__EXERCISE DESCRIPTION__.
Filter out every line below that lacks "dark", and copy the rest.
- - -
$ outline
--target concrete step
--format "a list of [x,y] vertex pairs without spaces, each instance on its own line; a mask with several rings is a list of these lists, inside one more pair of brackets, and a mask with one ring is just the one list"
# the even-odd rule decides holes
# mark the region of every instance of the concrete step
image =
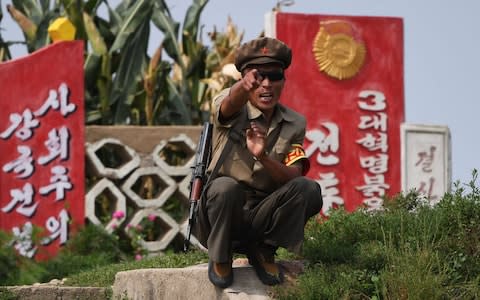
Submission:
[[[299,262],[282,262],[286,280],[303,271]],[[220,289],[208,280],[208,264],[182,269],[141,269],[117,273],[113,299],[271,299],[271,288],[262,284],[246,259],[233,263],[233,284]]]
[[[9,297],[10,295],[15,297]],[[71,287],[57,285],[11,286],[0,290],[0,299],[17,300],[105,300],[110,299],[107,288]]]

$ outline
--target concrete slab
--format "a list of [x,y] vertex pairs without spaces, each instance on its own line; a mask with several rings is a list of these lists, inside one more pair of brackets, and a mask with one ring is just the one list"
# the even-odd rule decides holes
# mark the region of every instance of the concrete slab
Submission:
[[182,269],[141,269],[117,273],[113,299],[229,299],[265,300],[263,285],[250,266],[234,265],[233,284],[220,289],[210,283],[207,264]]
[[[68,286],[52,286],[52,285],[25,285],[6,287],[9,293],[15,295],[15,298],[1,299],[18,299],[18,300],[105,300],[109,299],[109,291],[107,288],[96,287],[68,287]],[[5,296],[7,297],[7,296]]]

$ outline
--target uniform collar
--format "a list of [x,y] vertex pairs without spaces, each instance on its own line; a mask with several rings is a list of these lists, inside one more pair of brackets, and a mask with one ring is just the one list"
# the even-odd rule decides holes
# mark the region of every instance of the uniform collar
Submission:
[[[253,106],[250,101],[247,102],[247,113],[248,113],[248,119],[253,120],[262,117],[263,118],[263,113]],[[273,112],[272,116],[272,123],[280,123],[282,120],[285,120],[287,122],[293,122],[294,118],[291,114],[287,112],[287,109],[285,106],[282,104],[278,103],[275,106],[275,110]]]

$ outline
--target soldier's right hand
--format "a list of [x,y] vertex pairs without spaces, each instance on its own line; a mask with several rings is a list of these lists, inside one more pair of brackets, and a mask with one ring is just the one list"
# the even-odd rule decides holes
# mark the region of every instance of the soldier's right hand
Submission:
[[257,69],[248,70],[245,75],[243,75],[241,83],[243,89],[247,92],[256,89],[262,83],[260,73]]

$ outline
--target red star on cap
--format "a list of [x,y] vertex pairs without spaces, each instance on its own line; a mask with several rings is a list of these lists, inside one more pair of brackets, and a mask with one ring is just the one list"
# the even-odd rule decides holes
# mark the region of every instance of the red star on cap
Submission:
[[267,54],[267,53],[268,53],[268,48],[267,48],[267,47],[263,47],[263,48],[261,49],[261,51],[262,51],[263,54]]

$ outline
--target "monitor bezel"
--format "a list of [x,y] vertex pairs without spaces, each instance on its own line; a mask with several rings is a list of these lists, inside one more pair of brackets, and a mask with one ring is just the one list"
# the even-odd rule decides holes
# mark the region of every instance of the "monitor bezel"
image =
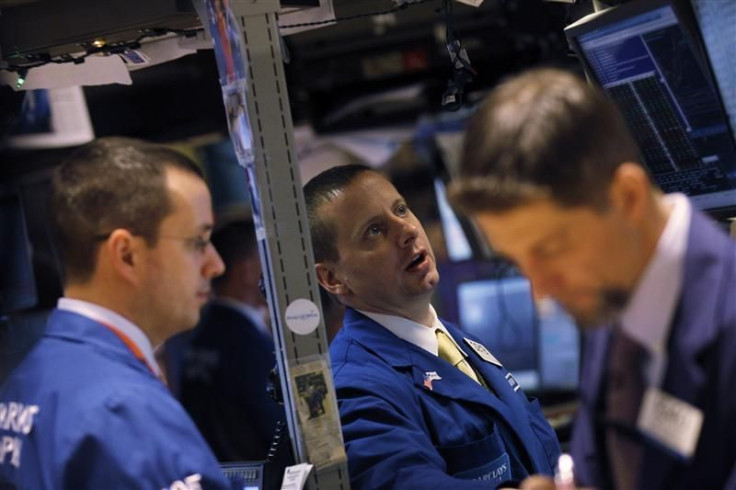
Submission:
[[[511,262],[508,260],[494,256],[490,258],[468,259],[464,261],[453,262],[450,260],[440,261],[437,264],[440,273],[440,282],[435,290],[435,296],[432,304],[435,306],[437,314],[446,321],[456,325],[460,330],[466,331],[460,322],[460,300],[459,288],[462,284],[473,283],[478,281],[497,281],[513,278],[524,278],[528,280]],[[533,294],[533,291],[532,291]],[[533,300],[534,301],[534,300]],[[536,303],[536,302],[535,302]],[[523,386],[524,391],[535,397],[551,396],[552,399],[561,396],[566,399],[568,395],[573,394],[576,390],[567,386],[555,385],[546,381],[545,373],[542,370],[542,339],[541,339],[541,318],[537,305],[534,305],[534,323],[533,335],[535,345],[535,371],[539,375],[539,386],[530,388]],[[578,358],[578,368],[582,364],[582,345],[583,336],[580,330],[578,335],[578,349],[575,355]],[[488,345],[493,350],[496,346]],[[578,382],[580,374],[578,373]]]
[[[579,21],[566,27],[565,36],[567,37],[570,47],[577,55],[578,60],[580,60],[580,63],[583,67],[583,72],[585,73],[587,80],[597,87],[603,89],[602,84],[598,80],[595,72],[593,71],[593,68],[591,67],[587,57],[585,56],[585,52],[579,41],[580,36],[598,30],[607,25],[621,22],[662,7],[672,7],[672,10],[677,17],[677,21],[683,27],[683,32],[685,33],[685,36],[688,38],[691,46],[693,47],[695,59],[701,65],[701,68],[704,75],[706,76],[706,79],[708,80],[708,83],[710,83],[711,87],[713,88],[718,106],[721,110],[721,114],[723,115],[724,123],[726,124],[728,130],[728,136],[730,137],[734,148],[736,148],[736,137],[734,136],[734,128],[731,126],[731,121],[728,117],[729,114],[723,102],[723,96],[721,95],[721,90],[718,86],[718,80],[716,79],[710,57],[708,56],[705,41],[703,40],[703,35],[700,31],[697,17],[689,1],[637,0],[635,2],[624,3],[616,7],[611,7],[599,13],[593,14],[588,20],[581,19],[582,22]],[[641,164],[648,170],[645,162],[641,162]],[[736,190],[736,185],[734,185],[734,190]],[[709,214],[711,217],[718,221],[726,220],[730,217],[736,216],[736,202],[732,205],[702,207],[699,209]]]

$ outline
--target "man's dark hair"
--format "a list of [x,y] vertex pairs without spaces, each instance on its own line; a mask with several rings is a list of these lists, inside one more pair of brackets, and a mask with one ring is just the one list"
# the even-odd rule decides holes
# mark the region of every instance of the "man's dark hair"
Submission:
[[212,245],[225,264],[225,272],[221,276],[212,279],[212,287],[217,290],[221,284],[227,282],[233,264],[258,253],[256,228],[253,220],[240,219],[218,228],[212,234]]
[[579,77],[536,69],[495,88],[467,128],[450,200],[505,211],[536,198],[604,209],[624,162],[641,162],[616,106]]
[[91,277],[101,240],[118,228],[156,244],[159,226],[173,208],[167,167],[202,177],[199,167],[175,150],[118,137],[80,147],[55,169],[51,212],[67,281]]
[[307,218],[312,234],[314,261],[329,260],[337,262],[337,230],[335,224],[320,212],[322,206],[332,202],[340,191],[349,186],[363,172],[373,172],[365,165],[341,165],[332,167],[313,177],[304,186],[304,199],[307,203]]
- - -
__YOUR RESPONSE__.
--target "man's dark hair"
# mark the region of every instance of the "man's dark hair"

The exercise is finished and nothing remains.